> _DOCUMENT EXCERPT_
=-=-=-=-=
Author: hashutosh
Date: Thu Dec 19 17:41:25 2013
New Revision: 1552375

URL: http://svn.apache.org/r1552375
Log:
HIVE-6041 : Incorrect task dependency graph for skewed join optimization (Navis 
via Ashutosh Chauhan)

Added:
    hive/trunk/ql/src/test/queries/clientpositive/skewjoin_noskew.q
    hive/trunk/ql/src/test/results/clientpositive/skewjoin_noskew.q.out
Modified:
    
hive/trunk/ql/src/java/org/apache/hadoop/hive/ql/optimizer/physical/GenMRSkewJoinProcessor.java
    
hive/trunk/ql/src/java/org/apache/hadoop/hive/ql/plan/ConditionalResolverSkewJoin.java
    hive/trunk/ql/src/test/results/clientpositive/skewjoin.q.out

Modified: 
hive/trunk/ql/src/java/org/apache/hadoop/hive/ql/optimizer/physical/GenMRSkewJoinProcessor.java
URL: 
http://svn.apache.org/viewvc/hive/trunk/ql/src/java/org/apache/hadoop/hive/ql/optimizer/physical/GenMRSkewJoinProcessor.java?rev=1552375&r1=1552374&r2=1552375&view=diff
==============================================================================
--- 
hive/trunk/ql/src/java/org/apache/hadoop/hive/ql/optimizer/physical/GenMRSkewJoinProcessor.java
 (original)
=-=-=-=-=
> _SUPPLIED MATERIAL_

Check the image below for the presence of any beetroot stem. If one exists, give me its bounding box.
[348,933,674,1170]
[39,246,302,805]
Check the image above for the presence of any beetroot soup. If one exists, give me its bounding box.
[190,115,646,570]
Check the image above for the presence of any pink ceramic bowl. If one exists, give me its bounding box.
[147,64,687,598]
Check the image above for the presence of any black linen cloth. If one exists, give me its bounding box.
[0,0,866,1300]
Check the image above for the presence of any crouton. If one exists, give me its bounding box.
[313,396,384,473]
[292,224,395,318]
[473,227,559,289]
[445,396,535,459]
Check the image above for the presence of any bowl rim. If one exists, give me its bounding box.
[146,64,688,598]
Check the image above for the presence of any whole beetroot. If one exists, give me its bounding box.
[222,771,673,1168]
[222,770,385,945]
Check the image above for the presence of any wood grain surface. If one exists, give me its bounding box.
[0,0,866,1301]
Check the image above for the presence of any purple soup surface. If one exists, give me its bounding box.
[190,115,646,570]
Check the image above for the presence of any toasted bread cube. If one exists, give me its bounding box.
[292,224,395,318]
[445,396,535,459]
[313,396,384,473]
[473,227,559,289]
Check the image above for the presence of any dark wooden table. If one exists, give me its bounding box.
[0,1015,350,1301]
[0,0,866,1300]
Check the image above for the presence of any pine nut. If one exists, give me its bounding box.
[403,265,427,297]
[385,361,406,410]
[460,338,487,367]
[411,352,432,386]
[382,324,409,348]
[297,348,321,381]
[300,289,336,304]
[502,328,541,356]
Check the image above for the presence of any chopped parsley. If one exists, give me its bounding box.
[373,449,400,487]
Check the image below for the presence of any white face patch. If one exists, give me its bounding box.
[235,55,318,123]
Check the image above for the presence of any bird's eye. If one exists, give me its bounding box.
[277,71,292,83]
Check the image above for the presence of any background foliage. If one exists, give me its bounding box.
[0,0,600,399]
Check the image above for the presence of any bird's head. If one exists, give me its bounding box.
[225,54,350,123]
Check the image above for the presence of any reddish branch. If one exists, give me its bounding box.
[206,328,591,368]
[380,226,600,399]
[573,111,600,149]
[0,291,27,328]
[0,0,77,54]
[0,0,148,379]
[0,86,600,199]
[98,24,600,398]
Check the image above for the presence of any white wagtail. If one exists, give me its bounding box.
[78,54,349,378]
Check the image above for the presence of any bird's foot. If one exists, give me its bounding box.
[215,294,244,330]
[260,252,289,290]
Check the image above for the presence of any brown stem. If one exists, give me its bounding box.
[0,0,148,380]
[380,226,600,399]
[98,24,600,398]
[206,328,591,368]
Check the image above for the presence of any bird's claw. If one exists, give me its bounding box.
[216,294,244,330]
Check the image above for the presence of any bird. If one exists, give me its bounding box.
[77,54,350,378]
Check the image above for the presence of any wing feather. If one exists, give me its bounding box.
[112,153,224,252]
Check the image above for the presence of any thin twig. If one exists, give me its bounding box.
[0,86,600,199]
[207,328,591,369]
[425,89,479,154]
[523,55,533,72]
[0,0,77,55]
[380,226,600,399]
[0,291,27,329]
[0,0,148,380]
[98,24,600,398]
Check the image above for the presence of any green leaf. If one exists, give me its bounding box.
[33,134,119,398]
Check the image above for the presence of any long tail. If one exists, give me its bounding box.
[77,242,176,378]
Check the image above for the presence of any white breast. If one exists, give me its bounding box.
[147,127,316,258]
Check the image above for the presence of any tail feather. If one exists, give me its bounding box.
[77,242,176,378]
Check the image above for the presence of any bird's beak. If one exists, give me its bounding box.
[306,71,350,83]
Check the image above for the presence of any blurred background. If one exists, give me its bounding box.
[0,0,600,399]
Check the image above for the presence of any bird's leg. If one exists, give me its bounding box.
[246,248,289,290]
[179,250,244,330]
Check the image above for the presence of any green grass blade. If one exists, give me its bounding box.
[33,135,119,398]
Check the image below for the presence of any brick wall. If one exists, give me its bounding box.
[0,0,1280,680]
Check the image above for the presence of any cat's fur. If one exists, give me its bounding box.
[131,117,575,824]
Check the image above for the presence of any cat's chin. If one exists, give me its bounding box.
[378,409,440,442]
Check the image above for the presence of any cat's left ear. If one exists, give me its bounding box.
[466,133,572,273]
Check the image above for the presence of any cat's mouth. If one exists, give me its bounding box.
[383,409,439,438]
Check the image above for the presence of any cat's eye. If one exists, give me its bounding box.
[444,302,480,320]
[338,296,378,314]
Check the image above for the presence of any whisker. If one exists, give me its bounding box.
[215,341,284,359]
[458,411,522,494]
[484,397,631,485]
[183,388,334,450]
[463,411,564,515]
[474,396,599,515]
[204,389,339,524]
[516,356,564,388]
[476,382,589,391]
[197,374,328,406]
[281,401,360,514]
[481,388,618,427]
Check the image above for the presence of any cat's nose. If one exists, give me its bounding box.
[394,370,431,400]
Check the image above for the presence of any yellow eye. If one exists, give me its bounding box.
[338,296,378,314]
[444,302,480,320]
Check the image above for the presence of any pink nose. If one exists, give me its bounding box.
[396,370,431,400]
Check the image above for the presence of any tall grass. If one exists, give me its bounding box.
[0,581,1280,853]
=-=-=-=-=
> _DIRECTIONS_
Reproduce the commit log above word for word, everything from "Author: hashutosh" down to "via Ashutosh Chauhan)".

> _THE RESULT_
Author: hashutosh
Date: Thu Dec 19 17:41:25 2013
New Revision: 1552375

URL: http://svn.apache.org/r1552375
Log:
HIVE-6041 : Incorrect task dependency graph for skewed join optimization (Navis 
via Ashutosh Chauhan)